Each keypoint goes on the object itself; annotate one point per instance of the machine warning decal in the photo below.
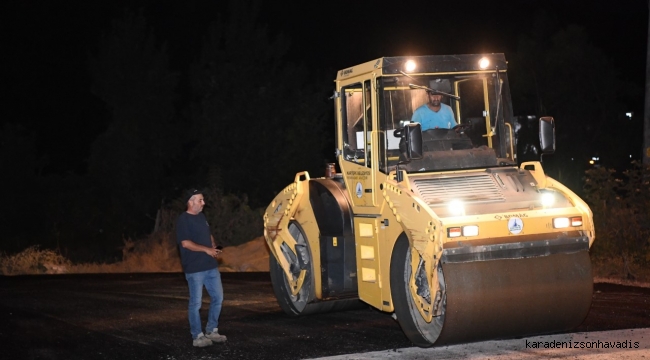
(515, 225)
(346, 72)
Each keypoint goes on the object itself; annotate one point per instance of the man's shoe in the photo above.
(215, 337)
(201, 341)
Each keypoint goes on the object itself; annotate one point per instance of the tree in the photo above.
(559, 72)
(130, 162)
(255, 116)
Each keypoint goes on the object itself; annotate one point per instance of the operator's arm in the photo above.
(451, 120)
(192, 246)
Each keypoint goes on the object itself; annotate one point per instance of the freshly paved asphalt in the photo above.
(143, 316)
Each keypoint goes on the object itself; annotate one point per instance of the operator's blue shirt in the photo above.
(443, 119)
(194, 228)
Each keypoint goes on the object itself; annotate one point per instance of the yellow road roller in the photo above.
(429, 215)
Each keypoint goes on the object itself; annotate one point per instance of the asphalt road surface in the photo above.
(144, 316)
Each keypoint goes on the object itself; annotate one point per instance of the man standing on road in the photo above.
(198, 257)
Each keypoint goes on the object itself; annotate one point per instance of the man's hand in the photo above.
(212, 251)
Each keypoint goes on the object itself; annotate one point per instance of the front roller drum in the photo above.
(502, 299)
(304, 302)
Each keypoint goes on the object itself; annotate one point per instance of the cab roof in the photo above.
(426, 64)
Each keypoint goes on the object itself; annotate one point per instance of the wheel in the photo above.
(420, 332)
(293, 305)
(461, 128)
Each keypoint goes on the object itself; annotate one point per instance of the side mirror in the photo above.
(547, 135)
(413, 140)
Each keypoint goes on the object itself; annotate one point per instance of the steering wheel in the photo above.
(461, 128)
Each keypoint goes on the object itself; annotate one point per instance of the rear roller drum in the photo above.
(293, 305)
(495, 299)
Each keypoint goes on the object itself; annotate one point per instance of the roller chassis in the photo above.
(398, 255)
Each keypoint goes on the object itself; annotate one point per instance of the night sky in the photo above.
(45, 83)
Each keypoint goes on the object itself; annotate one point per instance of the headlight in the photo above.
(483, 63)
(548, 199)
(467, 230)
(409, 66)
(574, 221)
(456, 208)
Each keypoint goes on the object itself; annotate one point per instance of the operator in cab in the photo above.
(434, 114)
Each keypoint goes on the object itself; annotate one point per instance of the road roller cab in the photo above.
(430, 216)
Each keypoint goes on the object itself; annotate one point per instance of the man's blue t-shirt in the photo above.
(197, 229)
(443, 119)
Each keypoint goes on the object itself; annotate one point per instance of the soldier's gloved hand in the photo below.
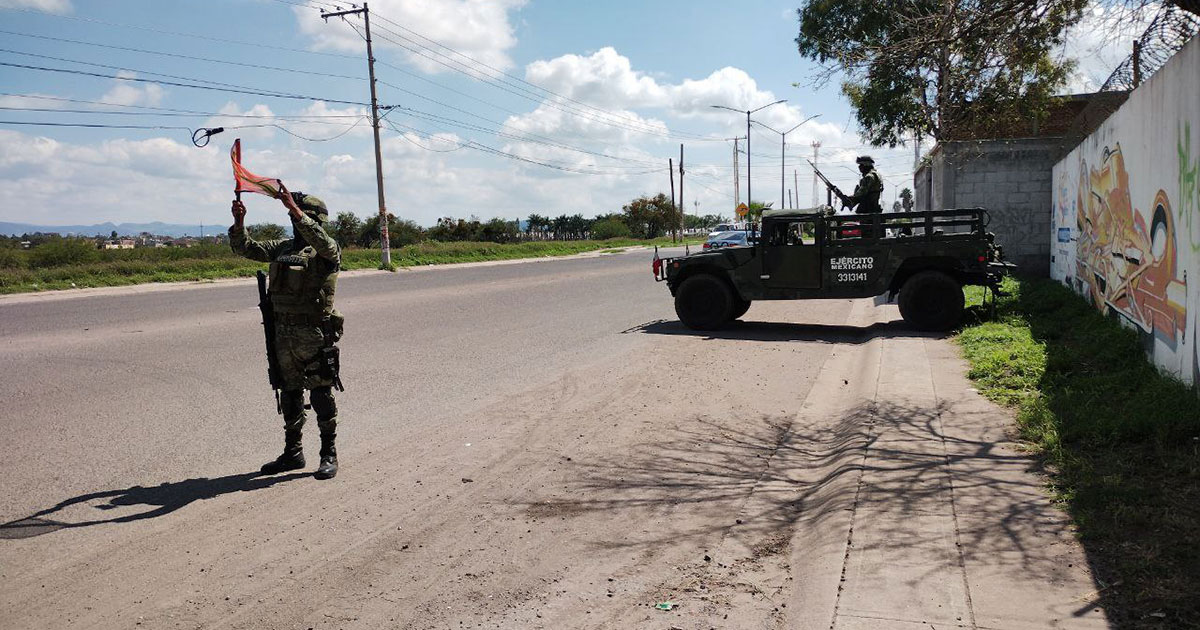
(239, 213)
(288, 202)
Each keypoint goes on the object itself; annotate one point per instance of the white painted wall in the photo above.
(1126, 229)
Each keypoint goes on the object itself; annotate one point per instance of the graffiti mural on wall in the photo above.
(1127, 259)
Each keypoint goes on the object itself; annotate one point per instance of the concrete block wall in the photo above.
(1011, 178)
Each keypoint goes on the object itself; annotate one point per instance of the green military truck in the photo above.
(925, 258)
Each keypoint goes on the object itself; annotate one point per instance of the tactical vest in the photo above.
(303, 282)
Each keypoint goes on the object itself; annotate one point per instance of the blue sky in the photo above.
(593, 100)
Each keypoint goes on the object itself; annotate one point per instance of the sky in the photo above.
(496, 108)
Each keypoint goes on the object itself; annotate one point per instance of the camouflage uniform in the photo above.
(868, 192)
(303, 280)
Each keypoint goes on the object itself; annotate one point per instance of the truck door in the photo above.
(791, 255)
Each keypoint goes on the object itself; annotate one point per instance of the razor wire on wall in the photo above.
(1167, 35)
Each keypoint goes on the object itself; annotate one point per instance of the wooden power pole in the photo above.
(671, 174)
(384, 245)
(681, 192)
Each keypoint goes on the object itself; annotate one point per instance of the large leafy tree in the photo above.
(649, 217)
(940, 67)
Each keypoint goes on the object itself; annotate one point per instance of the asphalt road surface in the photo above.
(529, 445)
(522, 445)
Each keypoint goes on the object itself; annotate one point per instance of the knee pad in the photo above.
(323, 402)
(292, 402)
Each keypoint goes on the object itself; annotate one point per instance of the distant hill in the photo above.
(105, 229)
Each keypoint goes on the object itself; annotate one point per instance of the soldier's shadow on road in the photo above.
(787, 331)
(161, 499)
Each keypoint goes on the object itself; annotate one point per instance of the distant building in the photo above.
(1007, 171)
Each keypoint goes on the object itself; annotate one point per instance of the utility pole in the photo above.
(737, 177)
(816, 191)
(796, 186)
(384, 246)
(748, 112)
(681, 192)
(671, 174)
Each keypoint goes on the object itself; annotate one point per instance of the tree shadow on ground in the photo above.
(161, 499)
(765, 479)
(753, 330)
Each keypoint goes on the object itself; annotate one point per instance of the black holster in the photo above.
(330, 360)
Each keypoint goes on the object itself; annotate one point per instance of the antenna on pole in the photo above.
(384, 245)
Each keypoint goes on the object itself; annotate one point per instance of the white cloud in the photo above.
(49, 6)
(235, 117)
(479, 29)
(1101, 42)
(606, 79)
+===+
→ **Aim of the task**:
Output the records above exactly; leave out the pictures.

→ **Response area**:
Each keypoint goes on the object itself; annotate one point per instance of the machine warning decal in the photo below.
(515, 225)
(346, 72)
Each keypoint goes on the object itself; annotate one point per instance of the man's shoe in the photo above.
(215, 337)
(201, 341)
Each keypoint goes on the object itself; annotate one point per instance of the tree in the photo above.
(559, 72)
(130, 162)
(255, 116)
Each keypoint goes on the object itself; annotate one point per instance of the operator's arm in the photo above.
(451, 120)
(192, 246)
Each keypoint goes on the object itself; annotate one point per instance of the freshly paved asphalt in the photo above.
(143, 316)
Each keypoint goes on the object itself; annotate one point per instance of the operator's blue shirt in the photo above.
(443, 119)
(194, 228)
Each keypoint goes on the object itself; annotate one point per instance of the yellow road roller in the photo above.
(429, 215)
Each keypoint goes on the object itself; annotate one point per instance of the asphalt road surface in the photo above.
(144, 316)
Each keypoint goes on the object itself; annotate one point per instance of the man standing on road in the photo above.
(198, 257)
Each keypoint goes on the object itself; annotate one point per instance of the man's hand in the photo above.
(212, 251)
Each keypoint goes on the object itself; annotate one point per instance of the front roller drum in the photo above.
(502, 299)
(304, 302)
Each keypoint goes on the object itself; annotate one point per instance of the cab roof in the photo above.
(426, 64)
Each keypoint goes on the object itself; annotate one point per instance of the wheel in the photo above.
(420, 332)
(293, 305)
(461, 128)
Each keypoint goes on the object itself; annotate one point per instance of the side mirror in the photo above.
(547, 135)
(413, 140)
Each keypoint goes on the object itself; annotate one point per instance of the steering wheel in the photo above.
(461, 128)
Each keypoint goes on the object itself; annotate one point per instance of the rear roller drum in the photo above.
(293, 305)
(495, 299)
Each keypoint goes on the object itself; annotate one point per instance of the roller chassis in the photo above.
(398, 255)
Each keypoint goes on the object itself; annotate one point per instance of the night sky in the photo above.
(45, 83)
Each keypoint goes on the object itself; annotate one point per instance of the headlight in the photo above.
(483, 63)
(548, 199)
(467, 230)
(409, 66)
(574, 221)
(456, 208)
Each keypoint goes on the object itself; annotate one point per instance of the operator in cab in the photo above.
(434, 114)
Each keypoint goes on the object itself; annotate one point per instance of the road roller cab in the photo above.
(430, 216)
Each keypoint goes on the object itself; annotate one point per instance of the man's blue t-shirt in the photo above.
(197, 229)
(443, 119)
Each keypoint goes on the object itself; annotate one point per instance of the soldier's gloved hand in the photo below.
(239, 213)
(288, 202)
Each keypoint goes on the object itself; annotate one point per instance of the white painted wall in the photo above.
(1126, 229)
Each keypoint goes on the object itself; annotate one point per instance of the graffiti mural on wall in the photo above.
(1127, 259)
Each keypoint goes on the object itself; annotate one point per instance of the concrete block wall in the photo above.
(1011, 178)
Each keypoint goes on the object itself; annotate one point per instance of the green military truck in the photo above.
(925, 258)
Each keypoint goes on the object itself; annotate one point per instance of the tactical vest in the photo above.
(303, 282)
Each keypoint goes on the object itself; annotate one point per instance of the blue sky in the photo above.
(593, 100)
Each keypoint goes on the object itself; annotate one point per instance of the sky in the photo above.
(496, 108)
Each keypoint goes on the object itself; annotate one point per instance of the camouflage uniform in the photo above.
(868, 192)
(303, 280)
Each keypoint goes on the object itself; annotate one point per instance of the truck door in the photo above.
(791, 255)
Each keypoint goes on the object itself; annotate one point per instance of the razor wire on wall in the photo above.
(1167, 35)
Each keypoint goes on the object itself; annotate one point per instance of the wooden power pole in the photo above.
(671, 174)
(384, 245)
(681, 192)
Each keypoint goes on the object itself; annotate one point per instance of the large leafy tree in the photo above.
(649, 217)
(940, 67)
Each keypoint goes on the object itself; annotate one point per instance of the asphalt road surface in the photo above.
(529, 445)
(522, 445)
Each keypoint goes on the object itself; annotate one point per instance of the knee pad in the photo above.
(323, 402)
(292, 402)
Each keypoint goes on the object itself; annotate one point per instance of the distant hill in the photo above.
(105, 229)
Each keypoint goes on the object itself; annotate one point per instance of the soldier's shadow on road in the photo above.
(787, 331)
(161, 499)
Each keypoint goes on the object itself; annotate one point per instance of the distant building in the photo above.
(1007, 171)
Each keypoint goes on the object itself; annotate one point per instance of the utility pole in the photo above.
(737, 177)
(816, 191)
(796, 186)
(384, 246)
(748, 112)
(681, 192)
(671, 174)
Each keypoint goes on the object itself; annotate one point per instance of the tree shadow on ground in the photo above.
(161, 499)
(765, 479)
(753, 330)
Each keypoint goes on the object itself; annotate one point per instance of the black holster in the photo above.
(330, 360)
Each keypoint goes on the object itself; annotate one point per instance of the antenna on pole in the photo above.
(384, 245)
Each keypoint goes on the object itself; annotate one point per instance of the white cloud in the photo above.
(49, 6)
(235, 117)
(479, 29)
(1101, 42)
(606, 79)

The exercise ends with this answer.